EXCERPTED RECORDS:
%%

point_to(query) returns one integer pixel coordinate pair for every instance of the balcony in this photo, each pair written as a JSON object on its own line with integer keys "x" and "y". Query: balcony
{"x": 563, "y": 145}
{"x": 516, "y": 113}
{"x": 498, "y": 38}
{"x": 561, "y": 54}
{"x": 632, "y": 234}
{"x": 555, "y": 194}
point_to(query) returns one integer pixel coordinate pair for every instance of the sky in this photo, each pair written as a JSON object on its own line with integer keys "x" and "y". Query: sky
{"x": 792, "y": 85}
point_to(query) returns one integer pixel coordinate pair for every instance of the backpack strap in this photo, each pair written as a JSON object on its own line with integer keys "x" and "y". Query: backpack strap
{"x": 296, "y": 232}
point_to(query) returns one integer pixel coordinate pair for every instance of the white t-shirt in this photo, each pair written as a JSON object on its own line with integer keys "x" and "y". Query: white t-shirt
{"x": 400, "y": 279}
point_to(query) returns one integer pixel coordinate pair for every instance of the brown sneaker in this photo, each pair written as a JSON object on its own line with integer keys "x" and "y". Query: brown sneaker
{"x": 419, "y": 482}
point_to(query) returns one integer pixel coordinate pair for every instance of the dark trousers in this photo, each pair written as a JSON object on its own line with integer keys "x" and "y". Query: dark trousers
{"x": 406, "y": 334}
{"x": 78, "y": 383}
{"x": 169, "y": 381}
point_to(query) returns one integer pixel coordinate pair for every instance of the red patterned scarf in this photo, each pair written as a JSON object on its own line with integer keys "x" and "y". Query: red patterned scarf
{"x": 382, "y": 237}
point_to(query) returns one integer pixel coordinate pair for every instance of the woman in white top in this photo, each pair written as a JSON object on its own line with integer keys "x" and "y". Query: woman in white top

%%

Transcribe all of the material above so that it matches the source exactly.

point_to(query) returns one integer pixel coordinate pair for every instance of the balcony in this photo, each pair written as a JSON object on its own line with integer keys "x" and "y". Query: balcony
{"x": 563, "y": 145}
{"x": 516, "y": 113}
{"x": 498, "y": 38}
{"x": 561, "y": 54}
{"x": 632, "y": 234}
{"x": 555, "y": 194}
point_to(query) returns one integer pixel coordinate pair for every instance of the sky in this photo, each pair written as a JSON object on its own line with integer keys "x" and "y". Query: sky
{"x": 792, "y": 85}
point_to(query) returns one integer pixel coordinate pair for every instance of the backpack strap in this photo, each pair written as a JSON object on its own line with integer keys "x" and "y". Query: backpack strap
{"x": 296, "y": 232}
point_to(query) returns one integer pixel coordinate pair for every instance of the white t-shirt in this photo, each pair written as a JSON object on its own line with integer keys "x" and "y". Query: white t-shirt
{"x": 400, "y": 279}
point_to(query) returns one integer pixel coordinate pair for every instance of the brown sneaker in this photo, each pair written as a JSON object on its own line with integer keys "x" and "y". Query: brown sneaker
{"x": 419, "y": 482}
point_to(query) returns one integer pixel coordinate pair for every instance of the dark trousers in this photo, each pair written as a JSON object on its own line with integer keys "x" and "y". Query: dark trousers
{"x": 406, "y": 334}
{"x": 78, "y": 383}
{"x": 169, "y": 381}
point_to(query) returns one integer pixel coordinate pair for every instance of the red patterned scarf in this photo, each pair written as a JSON object on its own line with integer keys "x" and "y". Query: red patterned scarf
{"x": 382, "y": 237}
point_to(query) returns one integer pixel coordinate pair for every instance of the woman in white top in this photo, each pair written as a JSON object on its own line with integer keys "x" and "y". Query: woman in white top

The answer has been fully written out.